Exercise A: Summarize the veterinary school text in three sentences.
Exercise B: Extend the veterinary school text by continuing from its final sentence.

Text shown:
* * * * *

The admissions process is unique in veterinary education. As well as the relevant qualifications it has been designed to take into consideration the attributes and qualities required of a modern veterinary surgeon. Theory and hands-on clinical training have been fully integrated so students come into contact with animals and clinical cases from day one. Rather than studying biochemistry, anatomy or physiology as separate subjects the school has introduced a  ‘body system’ based approach — so instead of separate subjects students learn about different areas of the body in a more intuitive and holistic way. Equipped with the very latest technology they benefit from close up views of live or recorded operations fed direct into lecture theatres on campus via video link from nearby specialist veterinary surgeries.

Students also follow an innovative Personal and Professional Skills module which, as well as the practicalities of running a small business, also equips them with the necessary skills to communicate with the owners of the animals they treat.

Research is also central to the activities of the school, both in terms of maintaining its position at the forefront of national and international efforts in veterinary medicine but also as an integral part of the training and education for undergraduate and postgraduate students.

Research at the vet school focuses on five strategic areas: infection and immunity; population health and welfare; comparative medicine; reproductive biology and veterinary educational research.

* * * * *

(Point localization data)

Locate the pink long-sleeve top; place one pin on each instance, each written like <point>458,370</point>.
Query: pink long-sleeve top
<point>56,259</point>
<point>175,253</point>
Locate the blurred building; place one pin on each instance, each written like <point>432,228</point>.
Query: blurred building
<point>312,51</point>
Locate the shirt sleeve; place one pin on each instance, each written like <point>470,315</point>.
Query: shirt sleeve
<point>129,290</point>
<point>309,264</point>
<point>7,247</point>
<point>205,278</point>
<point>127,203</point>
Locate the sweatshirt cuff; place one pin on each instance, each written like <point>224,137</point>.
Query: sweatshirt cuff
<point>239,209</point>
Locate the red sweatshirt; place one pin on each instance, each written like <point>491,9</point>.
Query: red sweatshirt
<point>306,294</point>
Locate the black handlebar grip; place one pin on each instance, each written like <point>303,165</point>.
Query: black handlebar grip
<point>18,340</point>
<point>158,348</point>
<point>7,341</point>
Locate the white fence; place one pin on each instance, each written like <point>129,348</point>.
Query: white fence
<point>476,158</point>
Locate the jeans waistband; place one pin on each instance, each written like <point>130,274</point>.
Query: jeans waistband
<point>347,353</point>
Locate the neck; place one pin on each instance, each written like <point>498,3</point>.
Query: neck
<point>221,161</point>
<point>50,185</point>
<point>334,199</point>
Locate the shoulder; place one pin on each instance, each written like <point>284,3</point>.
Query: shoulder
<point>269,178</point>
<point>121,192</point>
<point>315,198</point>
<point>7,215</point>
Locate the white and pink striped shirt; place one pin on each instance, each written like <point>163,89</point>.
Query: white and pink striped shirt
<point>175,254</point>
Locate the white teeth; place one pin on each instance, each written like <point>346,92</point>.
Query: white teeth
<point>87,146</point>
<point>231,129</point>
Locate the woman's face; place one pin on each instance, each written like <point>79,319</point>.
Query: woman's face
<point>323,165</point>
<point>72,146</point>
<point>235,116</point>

* * * * *

Exercise output A: The school's admissions process weighs the attributes and qualities required of a modern veterinary surgeon, and its teaching integrates theory with hands-on clinical training from day one using a "body system" approach rather than separate subjects. Students watch live or recorded operations fed into lecture theatres by video link and take a Personal and Professional Skills module covering business and communication with animal owners. Research is central to the school, both to keep it at the forefront of veterinary medicine and as part of student training, and it focuses on five strategic areas.

Exercise output B:
Despite the short time it has been established, the school was recognised as top, in a joint submission with the School of Biosciences, in Agriculture, Veterinary and Food Science in the last Research Assessment Exercise for the power of its research.

The involvement of clinical associates and other organisations within the research programs enables the identification of clinical problems in the field and the rapid application of investigational science to help solve these problems in both production and companion animal species.

Professor David Greenaway, Vice-Chancellor of The University of Nottingham, said: “Setting up a School of Veterinary Medicine and Science from a standing start was a very big commitment. The hard work and commitment shown by colleagues in the school, and the University more widely, in developing such a high-quality course deserves the recognition it has received from the RCVS. It is an outstanding achievement.”

Since the first cohort of students walked through the doors five years ago their progress and the work of the school has been monitored closely by a team of veterinary surgeons, academics and education specialists from the RCVS.

The RCVS monitors and reviews the organisation of the school, student admissions, the curriculum, the provision of Extramural Studies so students gain a range of experience in working environments, as well as library and learning resources and each stage of the examination process.

Over the last five years the RCVS has made two detailed inspection visits to the School to examine the overall academic environment including research, postgraduate education and provision of continuing professional development. This panel of experts carried out its final inspection visit in February.  Since then the School has been working closely with RCVS-appointed External Examiners to ensure the level of attainment in assessment of its students is comparable to that at other UK veterinary Schools.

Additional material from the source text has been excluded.